» **What the task requires**: Copy the material from the line with "Pick-planner input: for every instance of the bird's foot" up to and including the line with "point(433, 339)", keeping every line, and add 87 to each coordinate in the points.

» **Extracted material**:
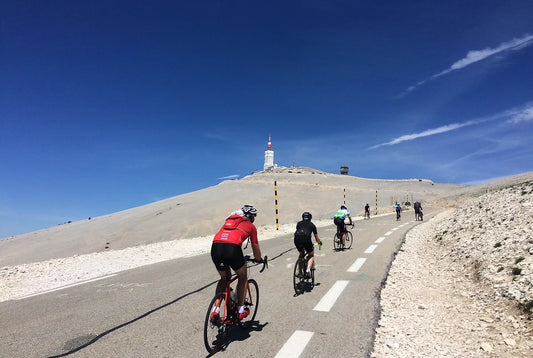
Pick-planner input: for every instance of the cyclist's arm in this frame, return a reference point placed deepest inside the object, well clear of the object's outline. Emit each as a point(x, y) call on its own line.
point(257, 252)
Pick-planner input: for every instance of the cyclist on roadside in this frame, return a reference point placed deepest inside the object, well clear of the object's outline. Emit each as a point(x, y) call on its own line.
point(226, 252)
point(339, 218)
point(302, 239)
point(398, 211)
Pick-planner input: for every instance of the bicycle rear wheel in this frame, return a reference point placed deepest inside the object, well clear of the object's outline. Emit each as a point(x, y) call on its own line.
point(298, 277)
point(348, 240)
point(313, 276)
point(251, 300)
point(337, 241)
point(215, 329)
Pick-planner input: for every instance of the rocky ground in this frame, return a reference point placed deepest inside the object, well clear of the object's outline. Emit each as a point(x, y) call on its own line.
point(462, 285)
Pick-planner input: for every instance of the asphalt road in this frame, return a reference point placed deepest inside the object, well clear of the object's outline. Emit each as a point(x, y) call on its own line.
point(159, 310)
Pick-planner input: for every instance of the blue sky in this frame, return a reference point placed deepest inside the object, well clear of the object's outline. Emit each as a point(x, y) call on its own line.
point(108, 105)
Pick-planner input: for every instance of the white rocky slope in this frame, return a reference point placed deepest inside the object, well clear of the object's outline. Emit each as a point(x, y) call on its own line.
point(462, 284)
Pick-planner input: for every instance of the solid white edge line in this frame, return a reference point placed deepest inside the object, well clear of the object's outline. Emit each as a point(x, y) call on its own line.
point(327, 302)
point(63, 287)
point(357, 264)
point(370, 249)
point(380, 240)
point(295, 345)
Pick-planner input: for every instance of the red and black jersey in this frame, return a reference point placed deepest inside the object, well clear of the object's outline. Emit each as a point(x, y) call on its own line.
point(236, 230)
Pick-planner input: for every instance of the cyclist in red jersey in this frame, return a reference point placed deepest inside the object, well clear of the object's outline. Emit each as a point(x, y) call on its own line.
point(226, 251)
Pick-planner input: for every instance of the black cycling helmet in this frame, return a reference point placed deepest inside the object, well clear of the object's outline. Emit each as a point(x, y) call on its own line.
point(307, 216)
point(249, 211)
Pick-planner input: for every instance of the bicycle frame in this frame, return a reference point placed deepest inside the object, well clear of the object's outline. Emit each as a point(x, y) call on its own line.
point(227, 313)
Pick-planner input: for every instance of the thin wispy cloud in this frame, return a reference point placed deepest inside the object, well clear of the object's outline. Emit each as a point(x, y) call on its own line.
point(476, 56)
point(512, 116)
point(426, 133)
point(521, 115)
point(229, 177)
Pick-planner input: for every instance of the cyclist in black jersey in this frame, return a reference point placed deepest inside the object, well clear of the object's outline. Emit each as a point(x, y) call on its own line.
point(302, 238)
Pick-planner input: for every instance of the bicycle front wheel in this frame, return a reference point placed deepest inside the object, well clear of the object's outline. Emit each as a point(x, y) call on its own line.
point(251, 300)
point(296, 277)
point(214, 327)
point(337, 241)
point(349, 239)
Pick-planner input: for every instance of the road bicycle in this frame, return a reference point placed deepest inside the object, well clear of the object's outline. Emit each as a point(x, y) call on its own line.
point(337, 240)
point(217, 327)
point(303, 281)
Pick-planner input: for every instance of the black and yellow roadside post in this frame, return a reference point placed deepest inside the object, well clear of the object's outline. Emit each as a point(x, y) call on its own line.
point(376, 202)
point(276, 201)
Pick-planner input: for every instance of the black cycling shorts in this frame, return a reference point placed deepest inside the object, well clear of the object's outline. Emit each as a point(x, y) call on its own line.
point(303, 243)
point(340, 224)
point(227, 255)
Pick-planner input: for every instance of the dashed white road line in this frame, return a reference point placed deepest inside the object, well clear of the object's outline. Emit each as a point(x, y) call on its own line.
point(357, 265)
point(331, 296)
point(370, 249)
point(295, 345)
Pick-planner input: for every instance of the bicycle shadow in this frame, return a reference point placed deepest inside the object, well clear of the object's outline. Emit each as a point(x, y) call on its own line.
point(86, 341)
point(237, 333)
point(305, 287)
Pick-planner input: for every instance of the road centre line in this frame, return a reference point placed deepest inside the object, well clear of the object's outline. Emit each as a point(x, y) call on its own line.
point(370, 249)
point(357, 264)
point(327, 302)
point(380, 239)
point(295, 345)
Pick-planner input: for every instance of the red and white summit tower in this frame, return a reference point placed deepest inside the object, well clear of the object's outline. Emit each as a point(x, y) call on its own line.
point(269, 156)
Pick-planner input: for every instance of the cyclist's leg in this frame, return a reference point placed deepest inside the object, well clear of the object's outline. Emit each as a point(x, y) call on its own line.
point(242, 274)
point(238, 264)
point(310, 253)
point(301, 250)
point(344, 235)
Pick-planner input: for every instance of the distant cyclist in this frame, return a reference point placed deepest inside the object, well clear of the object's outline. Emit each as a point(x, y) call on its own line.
point(302, 239)
point(226, 252)
point(367, 211)
point(398, 211)
point(339, 218)
point(418, 211)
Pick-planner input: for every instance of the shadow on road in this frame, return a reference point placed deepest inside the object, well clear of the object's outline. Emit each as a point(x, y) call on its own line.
point(92, 339)
point(239, 333)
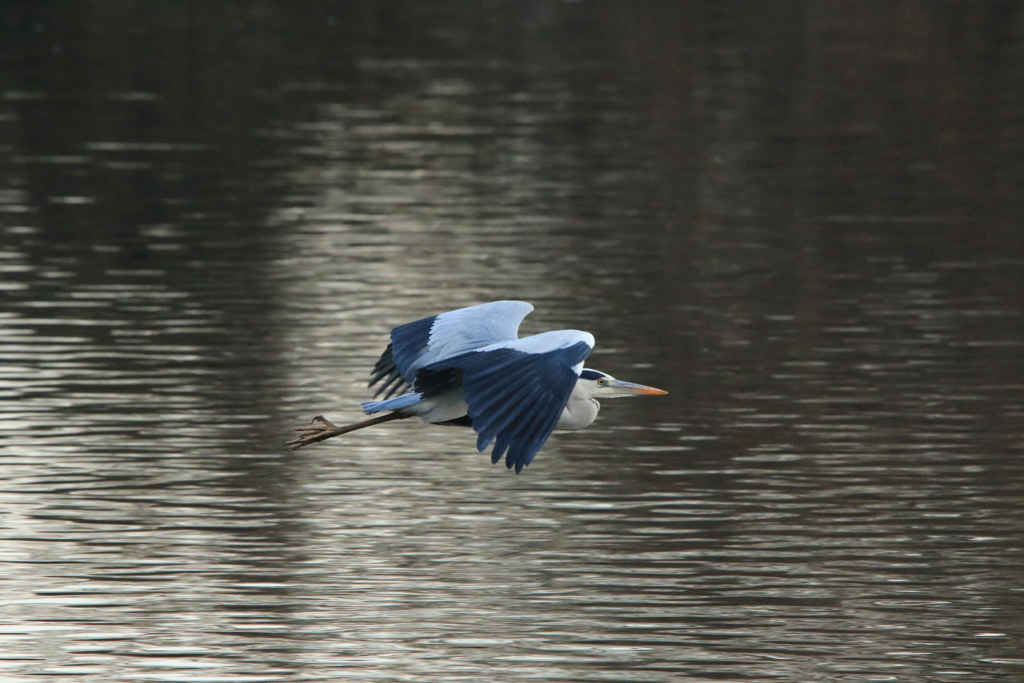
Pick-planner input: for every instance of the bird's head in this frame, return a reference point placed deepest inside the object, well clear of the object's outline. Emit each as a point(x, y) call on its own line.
point(602, 385)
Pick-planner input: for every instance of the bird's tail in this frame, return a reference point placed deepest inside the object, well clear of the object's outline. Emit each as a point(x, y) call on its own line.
point(396, 403)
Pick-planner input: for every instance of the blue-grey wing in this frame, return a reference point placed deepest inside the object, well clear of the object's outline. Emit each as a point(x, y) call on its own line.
point(432, 339)
point(515, 396)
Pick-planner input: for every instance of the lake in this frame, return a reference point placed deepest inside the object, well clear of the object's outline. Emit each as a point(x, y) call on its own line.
point(802, 219)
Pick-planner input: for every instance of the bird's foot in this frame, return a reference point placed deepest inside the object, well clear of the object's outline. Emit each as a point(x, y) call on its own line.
point(318, 429)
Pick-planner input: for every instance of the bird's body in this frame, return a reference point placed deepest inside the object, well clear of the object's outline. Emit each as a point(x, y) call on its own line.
point(469, 368)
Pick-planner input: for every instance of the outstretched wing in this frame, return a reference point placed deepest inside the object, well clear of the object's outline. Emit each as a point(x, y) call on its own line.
point(438, 337)
point(516, 390)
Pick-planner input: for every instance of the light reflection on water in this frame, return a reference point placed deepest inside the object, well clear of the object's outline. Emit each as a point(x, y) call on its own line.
point(829, 492)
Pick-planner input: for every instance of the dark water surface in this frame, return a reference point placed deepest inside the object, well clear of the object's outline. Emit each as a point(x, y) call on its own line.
point(802, 219)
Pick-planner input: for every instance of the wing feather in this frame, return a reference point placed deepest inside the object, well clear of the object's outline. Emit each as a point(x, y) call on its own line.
point(516, 390)
point(433, 339)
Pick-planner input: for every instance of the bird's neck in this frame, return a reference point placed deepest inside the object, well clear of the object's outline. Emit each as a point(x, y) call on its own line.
point(580, 412)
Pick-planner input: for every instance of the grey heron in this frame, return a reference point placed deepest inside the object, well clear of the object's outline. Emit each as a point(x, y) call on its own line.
point(470, 368)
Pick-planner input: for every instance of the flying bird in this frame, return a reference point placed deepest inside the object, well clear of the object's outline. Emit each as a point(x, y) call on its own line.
point(469, 368)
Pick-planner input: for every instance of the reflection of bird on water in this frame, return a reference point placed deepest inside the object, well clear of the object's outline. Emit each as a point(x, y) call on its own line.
point(469, 368)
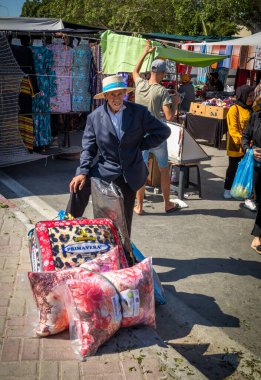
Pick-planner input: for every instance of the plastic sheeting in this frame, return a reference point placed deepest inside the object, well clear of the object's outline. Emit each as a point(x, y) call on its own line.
point(120, 53)
point(253, 40)
point(107, 202)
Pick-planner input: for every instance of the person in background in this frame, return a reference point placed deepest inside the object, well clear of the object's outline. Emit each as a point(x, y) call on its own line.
point(187, 93)
point(151, 94)
point(257, 101)
point(252, 137)
point(115, 135)
point(237, 119)
point(213, 84)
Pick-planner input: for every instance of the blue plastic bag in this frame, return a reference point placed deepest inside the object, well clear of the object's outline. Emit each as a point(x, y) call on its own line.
point(243, 181)
point(158, 289)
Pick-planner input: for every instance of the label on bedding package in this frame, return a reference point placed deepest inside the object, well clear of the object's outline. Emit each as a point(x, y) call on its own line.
point(130, 302)
point(116, 308)
point(86, 247)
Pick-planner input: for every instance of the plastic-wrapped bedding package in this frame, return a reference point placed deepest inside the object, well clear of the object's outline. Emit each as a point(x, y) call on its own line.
point(99, 304)
point(158, 289)
point(94, 313)
point(135, 285)
point(53, 316)
point(107, 202)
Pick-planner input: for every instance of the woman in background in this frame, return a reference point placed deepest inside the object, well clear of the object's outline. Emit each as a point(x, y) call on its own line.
point(252, 135)
point(237, 119)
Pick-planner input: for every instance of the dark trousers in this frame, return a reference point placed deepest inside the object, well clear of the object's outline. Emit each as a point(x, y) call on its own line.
point(257, 184)
point(257, 189)
point(231, 171)
point(78, 201)
point(257, 226)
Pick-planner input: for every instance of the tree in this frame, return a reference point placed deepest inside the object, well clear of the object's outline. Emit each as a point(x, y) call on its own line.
point(191, 17)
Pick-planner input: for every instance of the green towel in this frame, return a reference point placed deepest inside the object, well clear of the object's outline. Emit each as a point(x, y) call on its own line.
point(121, 53)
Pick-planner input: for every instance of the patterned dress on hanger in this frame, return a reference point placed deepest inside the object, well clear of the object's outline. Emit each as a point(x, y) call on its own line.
point(62, 54)
point(81, 97)
point(43, 61)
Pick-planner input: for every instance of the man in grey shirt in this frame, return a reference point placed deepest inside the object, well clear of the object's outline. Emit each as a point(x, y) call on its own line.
point(155, 97)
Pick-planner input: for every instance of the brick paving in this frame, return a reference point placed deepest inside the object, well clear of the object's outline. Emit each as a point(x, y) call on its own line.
point(137, 353)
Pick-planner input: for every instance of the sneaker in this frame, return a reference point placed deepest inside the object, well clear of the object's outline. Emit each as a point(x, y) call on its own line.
point(250, 205)
point(227, 194)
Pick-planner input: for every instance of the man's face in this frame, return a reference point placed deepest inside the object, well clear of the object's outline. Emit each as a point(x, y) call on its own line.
point(115, 99)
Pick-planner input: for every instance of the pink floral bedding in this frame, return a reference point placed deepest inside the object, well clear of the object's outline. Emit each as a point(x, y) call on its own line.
point(53, 316)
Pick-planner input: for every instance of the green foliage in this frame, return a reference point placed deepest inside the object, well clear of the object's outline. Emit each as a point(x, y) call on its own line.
point(188, 17)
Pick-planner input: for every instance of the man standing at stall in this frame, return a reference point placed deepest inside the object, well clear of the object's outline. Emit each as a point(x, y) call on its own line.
point(156, 98)
point(115, 135)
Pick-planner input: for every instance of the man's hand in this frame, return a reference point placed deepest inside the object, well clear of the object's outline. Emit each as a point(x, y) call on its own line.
point(257, 154)
point(77, 182)
point(147, 49)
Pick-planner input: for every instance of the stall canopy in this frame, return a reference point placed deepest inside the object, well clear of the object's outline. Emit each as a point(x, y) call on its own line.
point(253, 40)
point(120, 53)
point(30, 24)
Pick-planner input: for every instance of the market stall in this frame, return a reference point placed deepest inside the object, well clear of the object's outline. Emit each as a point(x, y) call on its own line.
point(59, 74)
point(206, 128)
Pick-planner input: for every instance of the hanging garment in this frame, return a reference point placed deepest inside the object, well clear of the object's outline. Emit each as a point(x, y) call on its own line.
point(241, 77)
point(96, 74)
point(227, 61)
point(29, 88)
point(81, 97)
point(251, 57)
point(43, 62)
point(25, 121)
point(62, 55)
point(257, 61)
point(235, 57)
point(202, 71)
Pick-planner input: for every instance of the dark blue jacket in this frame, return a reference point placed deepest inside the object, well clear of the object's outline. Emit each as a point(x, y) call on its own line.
point(141, 131)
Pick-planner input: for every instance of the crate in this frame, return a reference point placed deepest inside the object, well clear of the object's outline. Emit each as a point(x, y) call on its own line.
point(197, 109)
point(216, 112)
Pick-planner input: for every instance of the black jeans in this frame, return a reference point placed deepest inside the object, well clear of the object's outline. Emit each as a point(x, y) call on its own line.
point(231, 171)
point(78, 201)
point(257, 184)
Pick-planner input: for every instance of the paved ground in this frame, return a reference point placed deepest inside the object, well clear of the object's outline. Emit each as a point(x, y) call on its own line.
point(132, 354)
point(210, 275)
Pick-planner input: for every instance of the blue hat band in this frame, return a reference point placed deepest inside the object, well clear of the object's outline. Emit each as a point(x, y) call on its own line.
point(113, 85)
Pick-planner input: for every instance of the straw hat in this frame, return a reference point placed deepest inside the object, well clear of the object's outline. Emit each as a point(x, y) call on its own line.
point(112, 83)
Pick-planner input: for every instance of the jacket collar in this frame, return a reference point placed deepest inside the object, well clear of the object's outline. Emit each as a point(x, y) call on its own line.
point(127, 116)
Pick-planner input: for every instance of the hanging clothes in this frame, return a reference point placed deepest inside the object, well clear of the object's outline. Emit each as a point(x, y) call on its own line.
point(62, 56)
point(97, 76)
point(227, 61)
point(81, 97)
point(241, 77)
point(257, 61)
point(235, 57)
point(28, 89)
point(251, 58)
point(43, 62)
point(202, 71)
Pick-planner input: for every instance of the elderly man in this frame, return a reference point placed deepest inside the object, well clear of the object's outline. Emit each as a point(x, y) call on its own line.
point(155, 97)
point(116, 133)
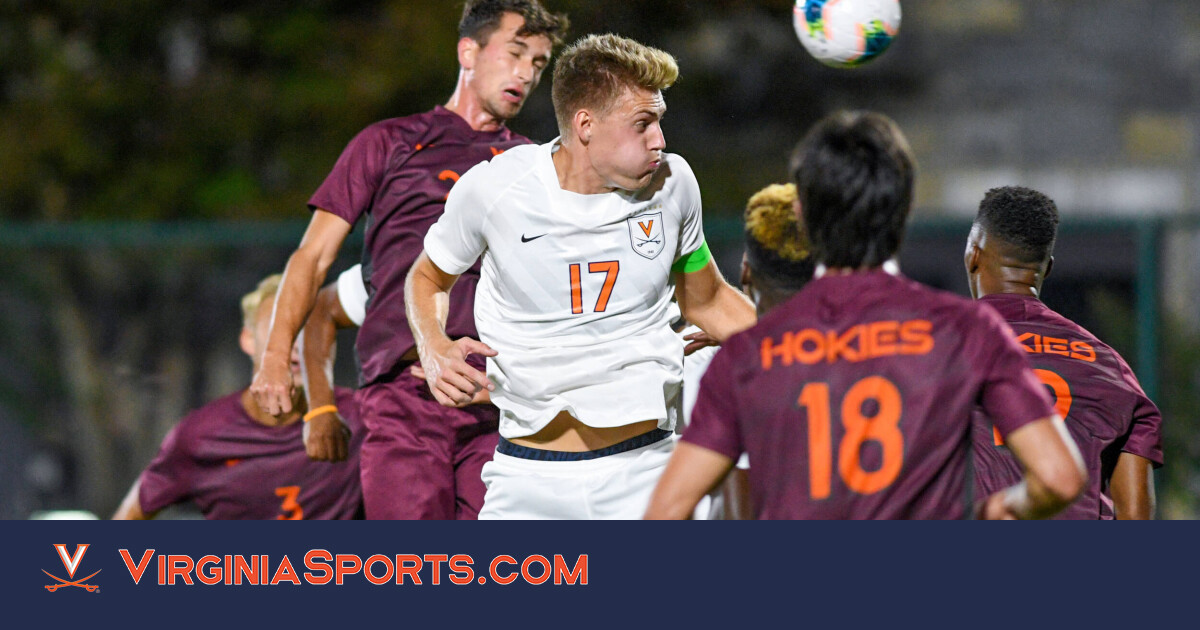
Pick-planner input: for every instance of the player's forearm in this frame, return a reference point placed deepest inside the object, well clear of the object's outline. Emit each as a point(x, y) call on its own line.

» **Answer to the problem**:
Pick-planner input: for every instance of the bird's foot in this frame, return a reference point placed deepest inside the object, well clear of the object's outline. Emit each as a point(x, y) call on its own line.
point(405, 516)
Pick-planner input: for every instance of the bird's body in this frame, return a reference point placed deepest inside the object, well clear of the object's outline. Emit each as a point(x, y) call on its own line.
point(556, 455)
Pick-planner input: for every instance of the outstretched wing in this frame, return a reference point placed deepest inside the object, well clear of the object's outline. Emit each as a point(x, y) call on its own line.
point(525, 424)
point(603, 477)
Pick-planner input: for every instance of the light reflection on water in this frame, return a reference point placed deepest inside the object, well clear of the object's outline. Emit each as a point(x, y) call on its own line.
point(916, 579)
Pick-planner input: for every instance of the dark water surface in this frame, return a reference point placed deepest inside the object, well clear of the object's outline. Emit each as a point(x, y) call on its own line.
point(889, 306)
Pick-planner input: for every instance of the wing feather in this frame, return a reference point placed deepest inside the object, well clear of the object's outline. Emit each as a point(x, y) call on its own line.
point(603, 477)
point(520, 426)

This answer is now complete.